● EXERCISE INSTRUCTIONS
Every line from the one containing "Each instance receives exactly one keypoint. Mark the pale" down to the last line of the listing below should be restated exactly, and nothing else.

● DATA RECORDS
┌──

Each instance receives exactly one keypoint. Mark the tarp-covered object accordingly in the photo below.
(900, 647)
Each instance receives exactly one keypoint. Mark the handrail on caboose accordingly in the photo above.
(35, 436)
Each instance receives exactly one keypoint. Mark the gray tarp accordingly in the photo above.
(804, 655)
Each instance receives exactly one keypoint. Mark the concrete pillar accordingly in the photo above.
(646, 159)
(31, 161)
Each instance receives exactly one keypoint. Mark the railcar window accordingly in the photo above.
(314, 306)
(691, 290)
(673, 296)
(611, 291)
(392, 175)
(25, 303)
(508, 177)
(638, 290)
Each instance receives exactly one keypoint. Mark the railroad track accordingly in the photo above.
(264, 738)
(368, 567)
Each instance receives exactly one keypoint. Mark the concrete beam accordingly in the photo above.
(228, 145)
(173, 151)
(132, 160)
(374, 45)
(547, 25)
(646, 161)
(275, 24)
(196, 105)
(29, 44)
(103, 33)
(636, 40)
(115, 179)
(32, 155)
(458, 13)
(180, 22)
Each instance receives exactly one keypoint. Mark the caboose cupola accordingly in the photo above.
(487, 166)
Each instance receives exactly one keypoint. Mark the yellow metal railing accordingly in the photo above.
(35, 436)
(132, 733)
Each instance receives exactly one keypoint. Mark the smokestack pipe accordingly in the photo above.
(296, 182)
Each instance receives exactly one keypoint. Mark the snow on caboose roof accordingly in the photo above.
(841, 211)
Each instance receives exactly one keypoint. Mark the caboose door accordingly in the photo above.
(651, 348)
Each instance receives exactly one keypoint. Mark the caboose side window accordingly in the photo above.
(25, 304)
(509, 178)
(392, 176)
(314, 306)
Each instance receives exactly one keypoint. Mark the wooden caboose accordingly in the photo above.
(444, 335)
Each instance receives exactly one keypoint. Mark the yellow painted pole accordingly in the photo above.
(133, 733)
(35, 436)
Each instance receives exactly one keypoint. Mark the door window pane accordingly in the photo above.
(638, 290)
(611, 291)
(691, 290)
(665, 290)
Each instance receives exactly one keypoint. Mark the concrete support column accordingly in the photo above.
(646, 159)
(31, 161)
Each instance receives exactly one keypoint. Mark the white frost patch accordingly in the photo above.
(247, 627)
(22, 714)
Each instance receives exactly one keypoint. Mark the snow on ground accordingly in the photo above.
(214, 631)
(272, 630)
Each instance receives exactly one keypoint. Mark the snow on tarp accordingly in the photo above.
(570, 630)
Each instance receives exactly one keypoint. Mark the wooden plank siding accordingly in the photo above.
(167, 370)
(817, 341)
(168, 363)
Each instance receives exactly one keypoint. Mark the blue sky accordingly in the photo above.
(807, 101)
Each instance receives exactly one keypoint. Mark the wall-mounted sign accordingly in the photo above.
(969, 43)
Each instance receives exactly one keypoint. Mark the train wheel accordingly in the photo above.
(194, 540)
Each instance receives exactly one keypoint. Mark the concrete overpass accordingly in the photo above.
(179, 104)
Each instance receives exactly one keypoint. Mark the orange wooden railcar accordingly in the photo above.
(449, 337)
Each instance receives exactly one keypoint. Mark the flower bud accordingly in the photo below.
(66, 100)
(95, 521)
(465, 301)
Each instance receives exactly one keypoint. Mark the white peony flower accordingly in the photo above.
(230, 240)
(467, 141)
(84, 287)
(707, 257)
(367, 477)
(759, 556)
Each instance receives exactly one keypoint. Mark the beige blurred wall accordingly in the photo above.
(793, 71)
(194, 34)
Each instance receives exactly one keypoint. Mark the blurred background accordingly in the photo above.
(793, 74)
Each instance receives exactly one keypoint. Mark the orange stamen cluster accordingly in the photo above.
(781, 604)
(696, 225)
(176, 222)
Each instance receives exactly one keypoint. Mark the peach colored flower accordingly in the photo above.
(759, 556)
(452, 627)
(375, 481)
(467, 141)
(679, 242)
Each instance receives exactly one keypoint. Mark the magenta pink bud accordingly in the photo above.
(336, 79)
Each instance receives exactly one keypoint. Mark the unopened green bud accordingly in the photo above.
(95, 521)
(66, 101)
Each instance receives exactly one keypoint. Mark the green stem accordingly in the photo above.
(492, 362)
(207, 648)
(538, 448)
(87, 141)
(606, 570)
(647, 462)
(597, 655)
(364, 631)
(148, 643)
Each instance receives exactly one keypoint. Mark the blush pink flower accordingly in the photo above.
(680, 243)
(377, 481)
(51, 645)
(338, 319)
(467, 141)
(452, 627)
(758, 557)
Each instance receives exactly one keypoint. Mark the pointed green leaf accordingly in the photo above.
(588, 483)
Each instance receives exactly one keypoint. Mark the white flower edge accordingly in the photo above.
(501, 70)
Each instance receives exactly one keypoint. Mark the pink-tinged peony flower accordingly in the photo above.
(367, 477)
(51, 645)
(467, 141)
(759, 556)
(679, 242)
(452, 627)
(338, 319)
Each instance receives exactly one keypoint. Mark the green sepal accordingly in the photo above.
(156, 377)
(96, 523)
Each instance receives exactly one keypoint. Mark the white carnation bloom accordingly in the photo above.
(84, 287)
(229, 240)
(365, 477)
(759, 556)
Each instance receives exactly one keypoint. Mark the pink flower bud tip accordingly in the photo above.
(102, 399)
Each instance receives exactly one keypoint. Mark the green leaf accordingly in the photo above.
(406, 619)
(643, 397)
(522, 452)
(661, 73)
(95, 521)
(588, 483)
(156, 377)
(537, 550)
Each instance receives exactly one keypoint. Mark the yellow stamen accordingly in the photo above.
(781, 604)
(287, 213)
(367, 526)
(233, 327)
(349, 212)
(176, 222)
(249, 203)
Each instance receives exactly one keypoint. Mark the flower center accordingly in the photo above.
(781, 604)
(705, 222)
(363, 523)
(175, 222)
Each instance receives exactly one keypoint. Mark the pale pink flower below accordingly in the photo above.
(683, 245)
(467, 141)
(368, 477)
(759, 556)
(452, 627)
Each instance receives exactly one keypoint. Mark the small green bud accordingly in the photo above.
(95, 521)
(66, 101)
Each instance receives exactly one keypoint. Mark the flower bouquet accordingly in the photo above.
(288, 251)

└──

● SOLUTION TO THIS EXERCISE
Each instance receives exactly one keypoint. Mark the pale pink flower below accordingly in the photo above.
(683, 245)
(467, 141)
(368, 477)
(759, 556)
(452, 627)
Each instance receives exactly one keypoint. Mark the small green bud accordingly in the photo above.
(95, 521)
(66, 101)
Each instance receives exactly one keypoint. Mark the flower bouquet accordingly in the photo above.
(288, 251)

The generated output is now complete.